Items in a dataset

......

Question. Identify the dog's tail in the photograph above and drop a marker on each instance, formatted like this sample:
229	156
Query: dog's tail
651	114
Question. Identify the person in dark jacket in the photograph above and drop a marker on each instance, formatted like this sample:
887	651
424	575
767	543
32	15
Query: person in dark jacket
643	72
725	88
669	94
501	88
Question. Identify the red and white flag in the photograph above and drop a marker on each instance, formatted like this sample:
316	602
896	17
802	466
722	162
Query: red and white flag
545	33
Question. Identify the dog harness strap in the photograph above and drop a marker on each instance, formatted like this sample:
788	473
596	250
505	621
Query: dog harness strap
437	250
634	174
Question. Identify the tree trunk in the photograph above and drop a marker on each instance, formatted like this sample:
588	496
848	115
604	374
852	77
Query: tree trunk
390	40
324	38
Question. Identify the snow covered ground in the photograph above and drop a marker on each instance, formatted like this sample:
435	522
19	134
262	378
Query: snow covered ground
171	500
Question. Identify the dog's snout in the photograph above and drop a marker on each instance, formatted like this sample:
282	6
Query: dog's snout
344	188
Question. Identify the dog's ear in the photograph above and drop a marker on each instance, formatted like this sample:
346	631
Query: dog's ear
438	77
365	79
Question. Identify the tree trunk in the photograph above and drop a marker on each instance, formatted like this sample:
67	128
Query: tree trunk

......

Lay out every item above as a numbered list, omitting any blank lines.

1. Question. Identify the dog's tail in the photograph above and drop a marker on each instance, formatted like this sample:
2. 229	156
3. Query: dog's tail
4. 651	114
5. Question. Identify the person in dark jacket in the photograph above and drop a marker on each instance, formatted like this sample:
6. 887	651
7. 424	575
8. 767	543
9. 32	15
10. Query: person in dark jacket
11. 643	72
12. 725	88
13. 669	94
14. 501	88
15. Question. Identify the red and white flag in the photograph above and drop a marker on each instance, formatted like this sample:
16. 316	602
17. 896	17
18. 802	466
19. 722	162
20. Query: red and white flag
21. 545	33
22. Question. Identify the dog harness strap in the photograph above and drop a marker on each instance, formatted like this sample:
23. 788	473
24. 596	250
25. 505	621
26. Query: dog harness strap
27. 437	250
28. 634	174
29. Question. Identify the tree trunk in the photograph above and drop a marker on each instance, formatted like this sample:
30. 588	496
31. 848	115
32. 604	374
33. 852	77
34. Query: tree trunk
35. 390	40
36. 324	38
37. Question. Identify the snow covered ground in the photograph above and drop a marker on each instance, formatted like this sample:
38. 435	522
39. 19	134
40. 262	378
41. Query: snow covered ground
42. 171	500
43. Question. Identify the dog's snout in the photograph above and drop a marker on each instance, formatted like this sample:
44. 282	6
45. Query: dog's snout
46. 344	188
47. Question. Identify the dog's ear in the photograph above and drop a marker on each instance, formatted like this sample:
48. 346	631
49. Query: dog's ear
50. 438	77
51. 365	79
52. Question. Identify the tree trunk in the photograph above and drop a marker on each instance, formatted like this sample:
53. 67	128
54. Query: tree trunk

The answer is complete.